Text ::
━━━━

# Show Training - Your Routine



## Rise_and_Shine_Ranch (May 16, 2015)

I just have a quick question about training dairy goat kids for show.

I have been told to halter train my kids so they get used to walking with me, beside me, and so they get used to my pace.

Problem #1 is I can't find any halters small enough to fit baby goats. Do any of you know where I could find some?

Others tell me to just start of with the chain collars and lead them around until they are used to it. 

What do you all do for training your dairy goat (Meat goats aren't trained differently right?) training? When do you start?

Thank ya'll!


----------



## Goats Rock (Jun 20, 2011)

My kids get their own collar and as soon as they are weaned, get tied up to eat grain. After a few struggles, they learn to stand while tied up. Since they follow me anyway, leading them by a leash then by the collar is easy.


----------



## groovyoldlady (Jul 21, 2011)

We start with collars right away. When they're a little older (1-2 months) we'll work on "Walk on" Most of the time the lesson only lasts for 15-30 seconds. But lessons get longer as they get older. One key is working with them every day. They're kids, so they will still get nutso in the ring at times, but I've been amazed how compliant our goats are compared to other peoples'. I'm thinking it's because my daughters literally work with their goats EVERY day.


----------



## Rise_and_Shine_Ranch (May 16, 2015)

━━━━

Complete the following ::
A) Answer these questions from the forum thread on show training goat kids:
(i) What problem does the first poster have with halters?
(ii) According to Goats Rock, when do kids start being tied up to eat grain?
(iii) According to groovyoldlady, how long does a lesson usually last?
B) Say whether each statement agrees with the forum thread, and quote the words that decide it:
(i) groovyoldlady waits until kids are 1-2 months old before putting collars on them.
(ii) Goats Rock says kids learn to stand while tied up after a few struggles.
(iii) The first poster was told that halter training helps kids get used to the handler's pace.
C) Turn the forum thread's paragraph beginning "We start with collars right away" into a short bulleted list that keeps its main facts.
The material that comes next is separate from the forum thread.

Supplied material ::
━━━━

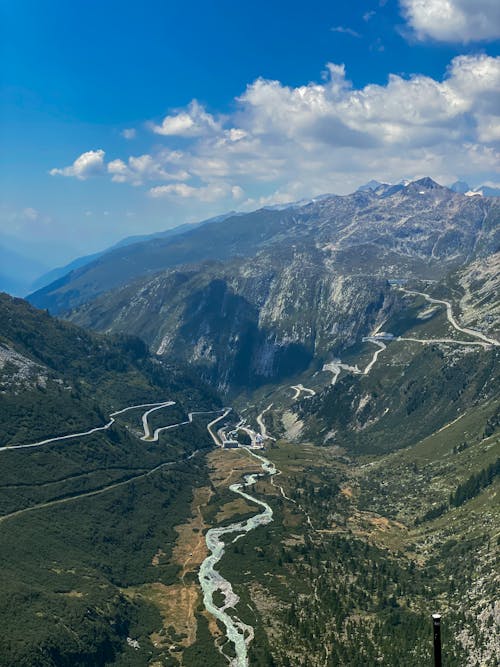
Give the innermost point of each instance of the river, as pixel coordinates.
(237, 632)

━━━━

Outputs for the tasks ::
A)
(i) The poster can't find any halters small enough to fit baby goats.
(ii) As soon as they are weaned.
(iii) 15-30 seconds.

B)
(i) No. "We start with collars right away."
(ii) Yes. "After a few struggles, they learn to stand while tied up."
(iii) Yes. "I have been told to halter train my kids so they get used to walking with me, beside me, and so they get used to my pace."

C)
- Collars go on right away.
- At 1-2 months, work begins on "Walk on."
- Lessons usually last 15-30 seconds and get longer as the kids get older.
- Working with them every day is key.
- Kids still get nutso in the ring at times.
- These goats are unusually compliant compared to other people's, likely because the daughters work with them every day.